## [To do]
In the toner passage, what does a colloidal suspending agent such as bentonite clay do in quiescent suspension polymerization?

A principal type of electrostatically chargeable toner composition for such processes is a dry fusible powder composed mainly of a thermoplastic binder resin and a colorant such as carbon black or an organic pigment or dye. This kind of dry toner powder is normally used in a developer composition in admixture with carrier particles (usually larger in size than the toner particles). These tribo-electrically charge the toner particles so that they can then be electrostatically attracted to oppositely charged areas of an electrostatic latent image to develop the image, the toner thereafter being transferred to and fixed by fusion or other means to an image receiving sheet, e.g., a sheet of paper.
One successful type of dry toner composition employs as the binder resin a fusible styrene-acrylic copolymer which, advantageously, can be lightly cross-linked, as disclosed in U.S. Reissue Patent Re. 31,072 of November 2, 1982.
In the past, styrene-acrylic toners have been made by synthesizing the binder polymer in an emulsion polymerization or suspension polymerization reaction. The polymer is then melt blended with carbon black or other colorant and with a charge control agent and possibly other addenda. The blend is solidified and mechanically pulverized to small particle size. Styrene-acrylic toners made in this way have had at least one drawback - the polymer often contains a high concentration of surfactant or other materials required in the polymerization. These are difficult to remove by any economically feasible means. As a consequence the toners tend to be environmentally unstable. That is to say, their chargeability or ability to maintain a high level of electrostatic charge varies with the environmental conditions of temperature and humidity. As a consequence, low relative humidity can cause an increase in image mottle and low solid area density in the copies. High relative humidity results in increased image density and background development. Daily and seasonal fluctuations in the environment can thus result in unstable performance of the copying apparatus.
Vinyl polymers have also been made by a suspension polymerization method of the kind described in U.S. Patent 2,932,629. The patent, which does not relate to toner manufacture, calls the method "quiescent suspension polymerization." According to this patent, polymer beads of small and uniform size are obtained in a suspension polymerization process by dispersing a liquid vinyl monomer in an aqueous medium that contains a colloidal suspending agent such as bentonite clay. The latter functions to limit the coalescence of the polymerizable monomer droplets, the result being small, uniform polymer beads.
Later publications have reported using a similar technique for synthesizing toner beads, with the colorant and other addenda being included in the reaction mixture. U.K. Patent Application 2,070,036A published September 3, 1981 describes making a styrene-acrylic toner by suspension polymerization of the monomers in the presence of colloidal silica. By obtaining toner beads directly from the synthesis, grinding of the polymer is unnecessary.

## [Dataset excerpts]

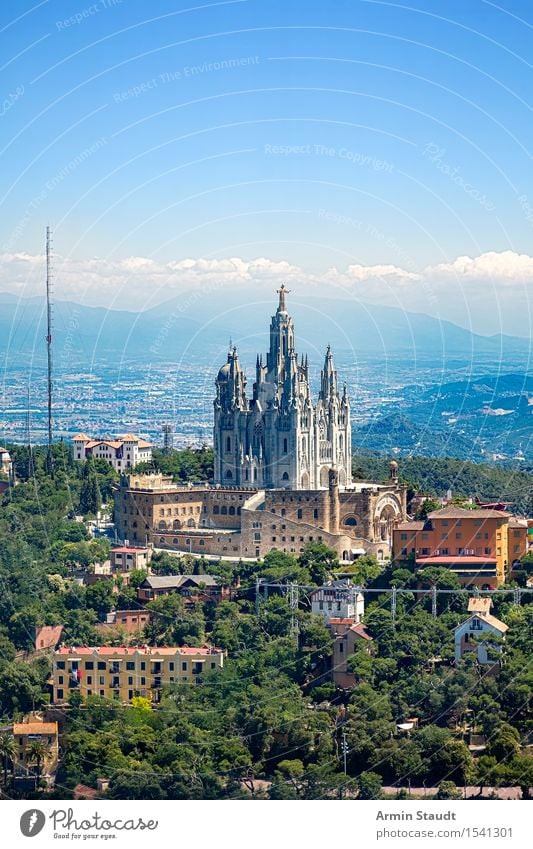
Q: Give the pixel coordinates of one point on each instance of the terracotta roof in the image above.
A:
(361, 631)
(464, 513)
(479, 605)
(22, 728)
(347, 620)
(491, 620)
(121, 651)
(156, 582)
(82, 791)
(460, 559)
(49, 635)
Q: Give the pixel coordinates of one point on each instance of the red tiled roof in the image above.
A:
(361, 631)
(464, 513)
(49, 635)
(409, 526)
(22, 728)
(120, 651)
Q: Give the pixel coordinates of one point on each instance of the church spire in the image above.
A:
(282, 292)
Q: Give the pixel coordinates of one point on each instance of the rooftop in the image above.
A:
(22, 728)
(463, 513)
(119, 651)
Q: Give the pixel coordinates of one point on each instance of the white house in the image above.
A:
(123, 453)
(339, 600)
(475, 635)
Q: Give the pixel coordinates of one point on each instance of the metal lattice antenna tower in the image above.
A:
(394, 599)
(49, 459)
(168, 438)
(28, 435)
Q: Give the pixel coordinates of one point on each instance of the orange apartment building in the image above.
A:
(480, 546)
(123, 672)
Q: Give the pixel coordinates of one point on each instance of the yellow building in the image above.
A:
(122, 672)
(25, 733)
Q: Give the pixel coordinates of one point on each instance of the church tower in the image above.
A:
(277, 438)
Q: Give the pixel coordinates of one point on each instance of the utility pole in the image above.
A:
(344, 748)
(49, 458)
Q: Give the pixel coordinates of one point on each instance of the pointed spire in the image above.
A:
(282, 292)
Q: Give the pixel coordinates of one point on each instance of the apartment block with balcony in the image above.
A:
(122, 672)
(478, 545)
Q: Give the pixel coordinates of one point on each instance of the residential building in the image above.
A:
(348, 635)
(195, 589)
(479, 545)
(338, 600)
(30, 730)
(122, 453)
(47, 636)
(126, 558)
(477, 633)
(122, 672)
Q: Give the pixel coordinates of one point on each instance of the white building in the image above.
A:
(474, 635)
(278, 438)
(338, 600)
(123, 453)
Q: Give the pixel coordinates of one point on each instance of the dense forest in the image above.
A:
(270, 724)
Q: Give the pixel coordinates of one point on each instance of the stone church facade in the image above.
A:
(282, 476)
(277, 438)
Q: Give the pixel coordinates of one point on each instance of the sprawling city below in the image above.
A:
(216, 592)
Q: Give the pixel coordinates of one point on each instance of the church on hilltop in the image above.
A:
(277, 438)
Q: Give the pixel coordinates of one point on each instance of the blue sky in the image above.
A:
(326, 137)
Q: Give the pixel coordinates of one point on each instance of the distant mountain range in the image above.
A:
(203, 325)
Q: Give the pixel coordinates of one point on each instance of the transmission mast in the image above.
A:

* * *

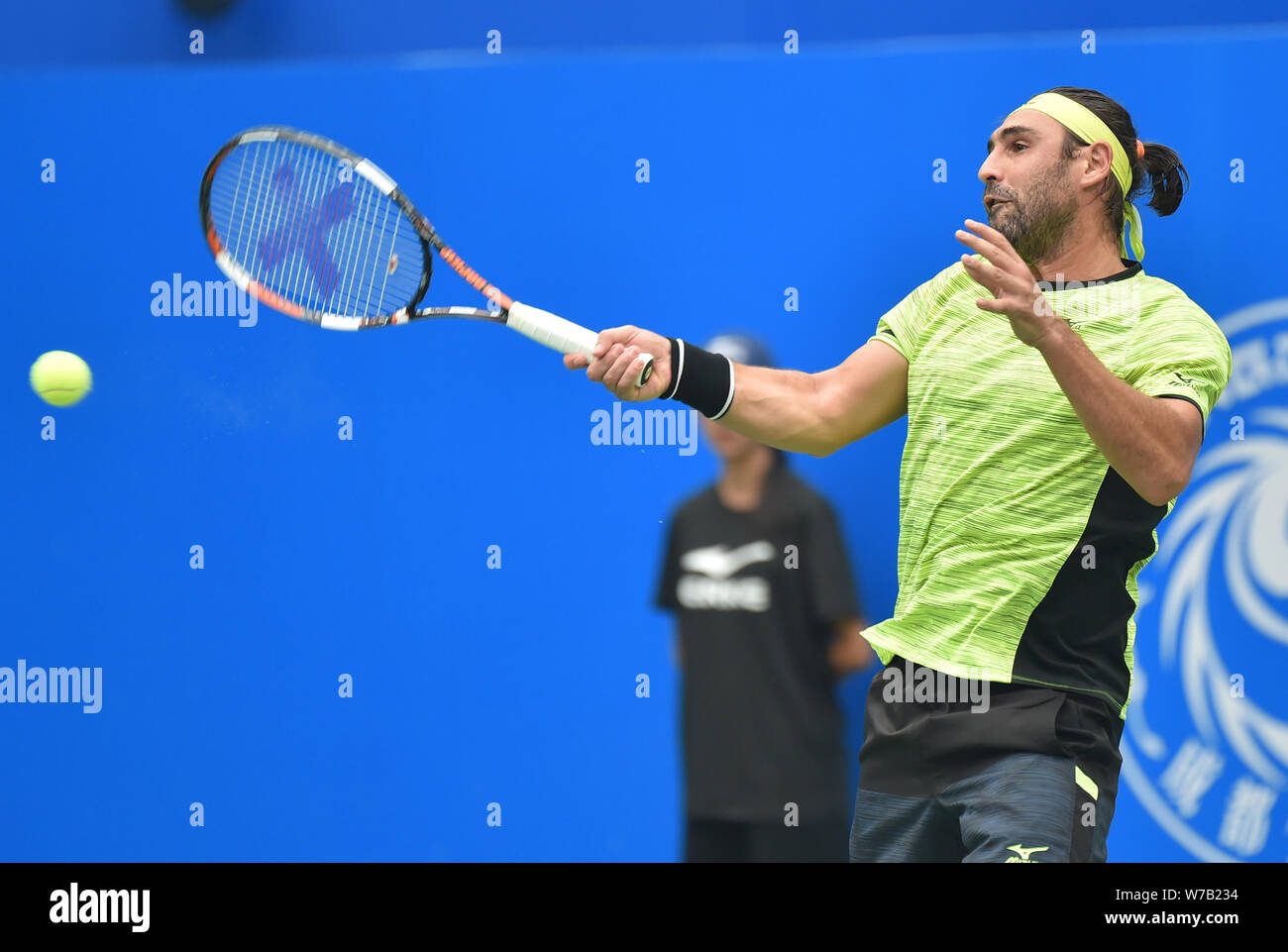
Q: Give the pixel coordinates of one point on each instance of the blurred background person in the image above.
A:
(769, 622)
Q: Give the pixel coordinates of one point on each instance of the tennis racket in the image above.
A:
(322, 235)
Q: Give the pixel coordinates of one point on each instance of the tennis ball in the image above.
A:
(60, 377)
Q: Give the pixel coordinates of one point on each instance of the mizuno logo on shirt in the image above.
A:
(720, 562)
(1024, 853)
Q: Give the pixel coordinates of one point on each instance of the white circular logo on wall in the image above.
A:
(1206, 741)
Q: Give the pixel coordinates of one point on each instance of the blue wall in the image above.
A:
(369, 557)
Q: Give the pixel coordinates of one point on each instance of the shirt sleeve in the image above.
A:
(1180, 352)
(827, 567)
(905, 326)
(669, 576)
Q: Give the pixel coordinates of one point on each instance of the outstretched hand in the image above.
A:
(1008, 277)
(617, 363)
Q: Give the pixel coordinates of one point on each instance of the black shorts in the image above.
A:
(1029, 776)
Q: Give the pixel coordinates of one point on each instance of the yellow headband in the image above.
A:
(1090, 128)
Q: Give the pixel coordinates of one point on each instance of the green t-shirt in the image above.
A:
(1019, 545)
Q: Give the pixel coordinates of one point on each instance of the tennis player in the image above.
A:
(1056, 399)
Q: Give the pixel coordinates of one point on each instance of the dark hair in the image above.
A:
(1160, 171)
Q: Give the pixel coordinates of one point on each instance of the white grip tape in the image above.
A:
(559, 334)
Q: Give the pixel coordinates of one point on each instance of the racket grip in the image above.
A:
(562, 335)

...

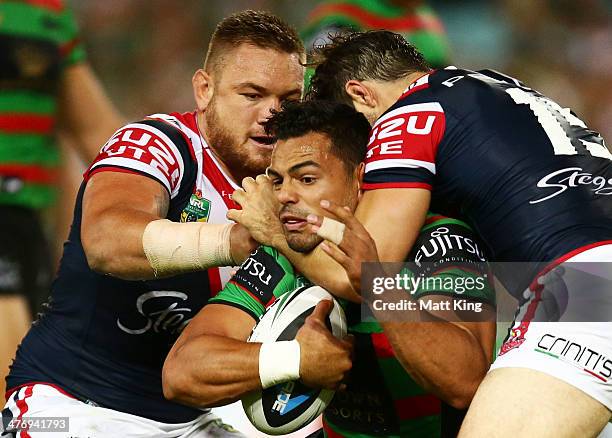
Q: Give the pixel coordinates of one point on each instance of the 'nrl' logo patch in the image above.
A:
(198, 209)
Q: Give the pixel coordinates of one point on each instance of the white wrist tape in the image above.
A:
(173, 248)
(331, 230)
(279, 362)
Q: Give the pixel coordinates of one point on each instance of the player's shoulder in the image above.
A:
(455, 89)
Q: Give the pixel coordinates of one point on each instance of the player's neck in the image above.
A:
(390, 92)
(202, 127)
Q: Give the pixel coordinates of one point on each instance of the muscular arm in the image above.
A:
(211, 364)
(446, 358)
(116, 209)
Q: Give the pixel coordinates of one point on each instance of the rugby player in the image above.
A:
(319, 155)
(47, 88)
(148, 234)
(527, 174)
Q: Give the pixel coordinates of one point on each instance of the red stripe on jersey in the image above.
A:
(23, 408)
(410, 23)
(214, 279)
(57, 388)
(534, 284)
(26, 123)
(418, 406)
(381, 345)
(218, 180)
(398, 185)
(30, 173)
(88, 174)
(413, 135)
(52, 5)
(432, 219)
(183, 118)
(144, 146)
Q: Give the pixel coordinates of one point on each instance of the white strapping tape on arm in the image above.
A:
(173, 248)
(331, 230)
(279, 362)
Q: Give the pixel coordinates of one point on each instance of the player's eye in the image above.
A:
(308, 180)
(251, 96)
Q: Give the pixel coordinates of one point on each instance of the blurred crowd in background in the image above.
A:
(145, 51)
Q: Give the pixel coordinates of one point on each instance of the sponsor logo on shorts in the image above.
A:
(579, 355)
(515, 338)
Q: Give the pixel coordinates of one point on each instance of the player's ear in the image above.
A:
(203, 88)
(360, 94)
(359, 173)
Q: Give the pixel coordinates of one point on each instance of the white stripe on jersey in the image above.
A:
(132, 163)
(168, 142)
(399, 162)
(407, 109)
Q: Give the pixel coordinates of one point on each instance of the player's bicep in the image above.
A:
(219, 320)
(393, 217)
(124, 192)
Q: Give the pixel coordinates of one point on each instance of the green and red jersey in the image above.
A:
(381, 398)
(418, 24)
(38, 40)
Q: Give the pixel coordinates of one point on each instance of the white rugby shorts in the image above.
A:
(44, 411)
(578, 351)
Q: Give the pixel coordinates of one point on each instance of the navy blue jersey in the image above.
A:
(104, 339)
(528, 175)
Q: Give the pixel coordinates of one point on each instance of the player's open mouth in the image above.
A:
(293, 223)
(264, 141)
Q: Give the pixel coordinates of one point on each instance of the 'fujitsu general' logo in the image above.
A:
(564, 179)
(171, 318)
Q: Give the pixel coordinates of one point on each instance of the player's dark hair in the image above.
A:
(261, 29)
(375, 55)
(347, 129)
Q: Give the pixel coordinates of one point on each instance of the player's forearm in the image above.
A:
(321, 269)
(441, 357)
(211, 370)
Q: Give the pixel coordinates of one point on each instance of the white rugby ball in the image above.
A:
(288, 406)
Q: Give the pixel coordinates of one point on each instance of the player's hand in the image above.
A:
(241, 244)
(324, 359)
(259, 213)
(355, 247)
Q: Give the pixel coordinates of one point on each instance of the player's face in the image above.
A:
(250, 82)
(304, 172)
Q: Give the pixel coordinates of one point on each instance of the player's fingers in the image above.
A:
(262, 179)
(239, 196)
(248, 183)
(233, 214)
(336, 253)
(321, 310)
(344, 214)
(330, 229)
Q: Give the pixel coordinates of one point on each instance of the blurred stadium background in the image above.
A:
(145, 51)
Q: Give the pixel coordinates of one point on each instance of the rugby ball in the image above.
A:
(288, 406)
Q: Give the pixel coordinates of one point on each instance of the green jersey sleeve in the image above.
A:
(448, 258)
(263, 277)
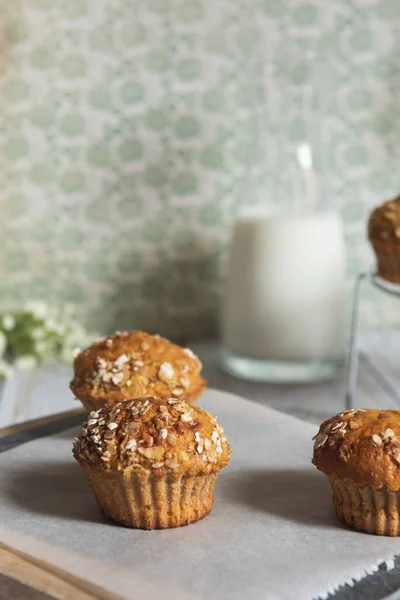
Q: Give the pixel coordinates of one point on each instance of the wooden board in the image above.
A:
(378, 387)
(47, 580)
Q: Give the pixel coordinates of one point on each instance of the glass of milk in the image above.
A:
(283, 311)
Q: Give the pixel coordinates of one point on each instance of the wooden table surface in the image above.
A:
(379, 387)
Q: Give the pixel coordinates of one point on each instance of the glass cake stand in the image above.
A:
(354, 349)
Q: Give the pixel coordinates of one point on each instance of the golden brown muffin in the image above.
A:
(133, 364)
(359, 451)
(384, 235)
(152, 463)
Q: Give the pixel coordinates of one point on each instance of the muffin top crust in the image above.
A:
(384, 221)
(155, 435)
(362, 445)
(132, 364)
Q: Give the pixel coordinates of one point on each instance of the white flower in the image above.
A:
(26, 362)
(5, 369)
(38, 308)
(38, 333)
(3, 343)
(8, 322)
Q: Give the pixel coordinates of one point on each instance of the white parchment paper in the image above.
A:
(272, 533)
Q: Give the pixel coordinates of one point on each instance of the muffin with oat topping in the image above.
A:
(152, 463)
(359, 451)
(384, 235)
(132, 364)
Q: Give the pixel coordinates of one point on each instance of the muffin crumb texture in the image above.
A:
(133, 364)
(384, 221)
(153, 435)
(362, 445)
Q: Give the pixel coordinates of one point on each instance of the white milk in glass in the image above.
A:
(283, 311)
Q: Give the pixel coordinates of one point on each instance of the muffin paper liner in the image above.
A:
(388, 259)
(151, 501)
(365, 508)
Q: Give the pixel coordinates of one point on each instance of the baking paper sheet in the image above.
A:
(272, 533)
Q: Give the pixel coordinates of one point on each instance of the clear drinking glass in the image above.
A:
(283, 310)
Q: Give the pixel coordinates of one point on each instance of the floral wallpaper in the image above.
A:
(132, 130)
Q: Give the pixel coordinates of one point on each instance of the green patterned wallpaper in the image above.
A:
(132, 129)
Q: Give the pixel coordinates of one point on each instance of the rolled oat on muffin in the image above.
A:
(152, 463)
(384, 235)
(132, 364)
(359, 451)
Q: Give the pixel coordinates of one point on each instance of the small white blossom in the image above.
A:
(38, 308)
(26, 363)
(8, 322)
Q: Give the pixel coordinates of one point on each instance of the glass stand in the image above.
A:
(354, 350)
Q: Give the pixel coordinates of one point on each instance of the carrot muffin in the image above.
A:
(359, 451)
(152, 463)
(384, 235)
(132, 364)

## [The output]
It limits the coalescence of the polymerizable monomer droplets, producing small, uniform polymer beads.